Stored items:

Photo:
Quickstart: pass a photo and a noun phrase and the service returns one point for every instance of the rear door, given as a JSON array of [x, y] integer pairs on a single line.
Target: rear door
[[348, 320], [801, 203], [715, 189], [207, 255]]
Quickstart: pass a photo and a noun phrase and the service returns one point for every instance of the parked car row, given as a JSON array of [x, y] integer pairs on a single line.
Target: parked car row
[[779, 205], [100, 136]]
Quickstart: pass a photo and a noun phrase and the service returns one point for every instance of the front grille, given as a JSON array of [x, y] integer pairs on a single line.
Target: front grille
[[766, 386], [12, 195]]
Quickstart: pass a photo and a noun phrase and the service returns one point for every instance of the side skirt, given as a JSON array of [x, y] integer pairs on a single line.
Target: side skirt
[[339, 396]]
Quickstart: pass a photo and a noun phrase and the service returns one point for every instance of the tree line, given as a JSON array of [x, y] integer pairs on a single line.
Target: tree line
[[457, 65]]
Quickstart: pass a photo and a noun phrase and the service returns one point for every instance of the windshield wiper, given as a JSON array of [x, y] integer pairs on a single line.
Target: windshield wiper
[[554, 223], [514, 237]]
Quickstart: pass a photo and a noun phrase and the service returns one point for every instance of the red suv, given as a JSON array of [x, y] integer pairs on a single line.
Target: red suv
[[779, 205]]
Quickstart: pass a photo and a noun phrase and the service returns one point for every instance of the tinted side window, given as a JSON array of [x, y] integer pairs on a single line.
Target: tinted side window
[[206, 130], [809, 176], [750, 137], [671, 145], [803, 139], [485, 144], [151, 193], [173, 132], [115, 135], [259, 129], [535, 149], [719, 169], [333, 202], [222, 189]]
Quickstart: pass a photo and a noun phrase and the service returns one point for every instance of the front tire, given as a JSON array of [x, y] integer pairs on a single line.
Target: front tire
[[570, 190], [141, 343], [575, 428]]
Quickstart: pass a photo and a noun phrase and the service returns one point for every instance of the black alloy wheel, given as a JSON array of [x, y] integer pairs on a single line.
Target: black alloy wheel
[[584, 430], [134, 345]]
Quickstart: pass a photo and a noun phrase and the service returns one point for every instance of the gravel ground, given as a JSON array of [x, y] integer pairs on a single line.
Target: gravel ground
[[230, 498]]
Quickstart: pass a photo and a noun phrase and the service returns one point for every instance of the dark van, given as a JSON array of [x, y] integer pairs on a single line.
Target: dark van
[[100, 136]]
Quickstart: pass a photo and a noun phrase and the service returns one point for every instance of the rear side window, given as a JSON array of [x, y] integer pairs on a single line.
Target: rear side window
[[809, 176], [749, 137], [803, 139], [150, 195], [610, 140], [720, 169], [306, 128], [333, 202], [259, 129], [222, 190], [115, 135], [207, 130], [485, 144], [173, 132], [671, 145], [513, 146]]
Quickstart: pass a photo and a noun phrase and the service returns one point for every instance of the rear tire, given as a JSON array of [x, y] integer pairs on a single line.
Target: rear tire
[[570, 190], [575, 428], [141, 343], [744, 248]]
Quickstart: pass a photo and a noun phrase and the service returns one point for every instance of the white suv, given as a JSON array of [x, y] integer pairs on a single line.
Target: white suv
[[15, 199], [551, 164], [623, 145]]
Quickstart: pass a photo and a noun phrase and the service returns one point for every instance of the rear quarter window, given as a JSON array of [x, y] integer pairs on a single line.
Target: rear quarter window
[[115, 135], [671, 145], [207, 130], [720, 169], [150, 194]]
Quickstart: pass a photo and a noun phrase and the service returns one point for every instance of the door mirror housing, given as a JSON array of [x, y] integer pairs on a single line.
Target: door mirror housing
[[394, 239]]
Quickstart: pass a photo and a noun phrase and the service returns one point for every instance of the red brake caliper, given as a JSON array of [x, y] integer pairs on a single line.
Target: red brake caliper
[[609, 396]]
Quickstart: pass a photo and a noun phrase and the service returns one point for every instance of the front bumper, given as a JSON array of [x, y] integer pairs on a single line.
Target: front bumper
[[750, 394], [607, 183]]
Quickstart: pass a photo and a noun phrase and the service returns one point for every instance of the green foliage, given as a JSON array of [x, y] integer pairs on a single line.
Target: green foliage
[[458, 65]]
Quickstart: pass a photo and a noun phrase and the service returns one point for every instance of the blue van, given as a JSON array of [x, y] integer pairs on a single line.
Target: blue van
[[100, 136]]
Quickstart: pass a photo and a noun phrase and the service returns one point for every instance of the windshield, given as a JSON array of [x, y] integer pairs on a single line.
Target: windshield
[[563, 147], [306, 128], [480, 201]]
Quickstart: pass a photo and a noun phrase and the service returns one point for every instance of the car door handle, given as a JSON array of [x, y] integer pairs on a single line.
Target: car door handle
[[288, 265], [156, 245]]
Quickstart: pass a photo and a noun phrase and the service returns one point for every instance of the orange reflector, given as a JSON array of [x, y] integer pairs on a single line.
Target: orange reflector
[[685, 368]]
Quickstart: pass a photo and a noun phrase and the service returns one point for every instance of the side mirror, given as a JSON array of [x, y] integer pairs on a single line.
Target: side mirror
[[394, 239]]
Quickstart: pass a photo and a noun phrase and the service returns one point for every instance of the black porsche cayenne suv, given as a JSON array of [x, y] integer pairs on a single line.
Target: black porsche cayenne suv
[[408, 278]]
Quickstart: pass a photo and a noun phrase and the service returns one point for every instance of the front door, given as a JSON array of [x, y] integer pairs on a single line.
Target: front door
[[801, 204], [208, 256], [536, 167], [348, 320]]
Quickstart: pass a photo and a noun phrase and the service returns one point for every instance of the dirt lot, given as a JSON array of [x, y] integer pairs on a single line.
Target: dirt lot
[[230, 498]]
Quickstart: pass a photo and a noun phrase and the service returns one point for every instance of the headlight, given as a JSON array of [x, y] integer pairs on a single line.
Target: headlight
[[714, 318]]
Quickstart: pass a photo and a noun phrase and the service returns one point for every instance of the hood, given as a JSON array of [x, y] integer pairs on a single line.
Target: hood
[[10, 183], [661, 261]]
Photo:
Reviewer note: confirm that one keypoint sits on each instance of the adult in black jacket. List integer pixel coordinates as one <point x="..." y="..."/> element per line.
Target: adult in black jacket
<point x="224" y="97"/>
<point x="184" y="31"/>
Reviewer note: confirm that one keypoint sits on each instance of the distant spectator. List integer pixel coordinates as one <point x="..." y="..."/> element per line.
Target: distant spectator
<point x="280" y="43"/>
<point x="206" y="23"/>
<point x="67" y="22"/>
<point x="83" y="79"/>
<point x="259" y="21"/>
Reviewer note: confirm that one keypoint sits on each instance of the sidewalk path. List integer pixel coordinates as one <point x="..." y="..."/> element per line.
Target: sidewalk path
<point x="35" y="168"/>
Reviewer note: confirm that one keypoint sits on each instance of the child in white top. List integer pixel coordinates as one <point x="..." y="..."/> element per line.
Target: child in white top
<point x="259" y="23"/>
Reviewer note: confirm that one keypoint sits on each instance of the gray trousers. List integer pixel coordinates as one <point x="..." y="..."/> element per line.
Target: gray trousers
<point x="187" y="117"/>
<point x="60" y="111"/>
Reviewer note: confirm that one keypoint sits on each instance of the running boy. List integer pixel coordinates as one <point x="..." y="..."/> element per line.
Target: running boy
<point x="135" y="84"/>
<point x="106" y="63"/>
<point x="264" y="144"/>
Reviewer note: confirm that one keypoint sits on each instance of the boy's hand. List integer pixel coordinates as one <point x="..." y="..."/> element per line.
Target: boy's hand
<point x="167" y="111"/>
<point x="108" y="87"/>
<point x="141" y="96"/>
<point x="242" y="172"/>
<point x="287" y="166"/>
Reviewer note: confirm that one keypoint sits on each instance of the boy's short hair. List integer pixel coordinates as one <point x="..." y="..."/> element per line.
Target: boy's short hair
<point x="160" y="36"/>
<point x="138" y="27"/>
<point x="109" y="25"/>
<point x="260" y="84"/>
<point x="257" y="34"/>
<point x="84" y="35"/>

> WHAT THIS TASK INVOLVES
Return all lines from the entries that contain the string "each".

> SOLUTION TO THE PROBLEM
Reviewer note: confirm that one keypoint sits on each instance of the adult in black jacket. List integer pixel coordinates as one <point x="..." y="..."/> element per line.
Reviewer note: confirm that one keypoint sits on each instance of the distant spectator. List integer pixel coordinates as one <point x="..." y="..."/> element per line.
Reviewer note: confirm that one keypoint sits on each instance of the sidewalk path. List integer pixel coordinates as one <point x="..." y="..."/> element per line.
Reviewer note: confirm that one keypoint sits on each instance of the child in white top. List integer pixel coordinates as one <point x="..." y="..."/> element per line.
Reviewer note: confirm that one keypoint sits on each instance of the gray trousers. List integer pixel coordinates as one <point x="..." y="..."/> element per line.
Reviewer note: confirm that one keypoint sits on each instance of the running boy. List integer pixel coordinates as one <point x="..." y="..."/> element per line.
Reviewer note: confirm that one keypoint sits on each instance of the boy's hand. List integer pixel coordinates as one <point x="..." y="..."/> element per line.
Reviewer note: confirm that one keypoint sits on each instance of the boy's short hair. List integer pixel coordinates as one <point x="..." y="..."/> element per line.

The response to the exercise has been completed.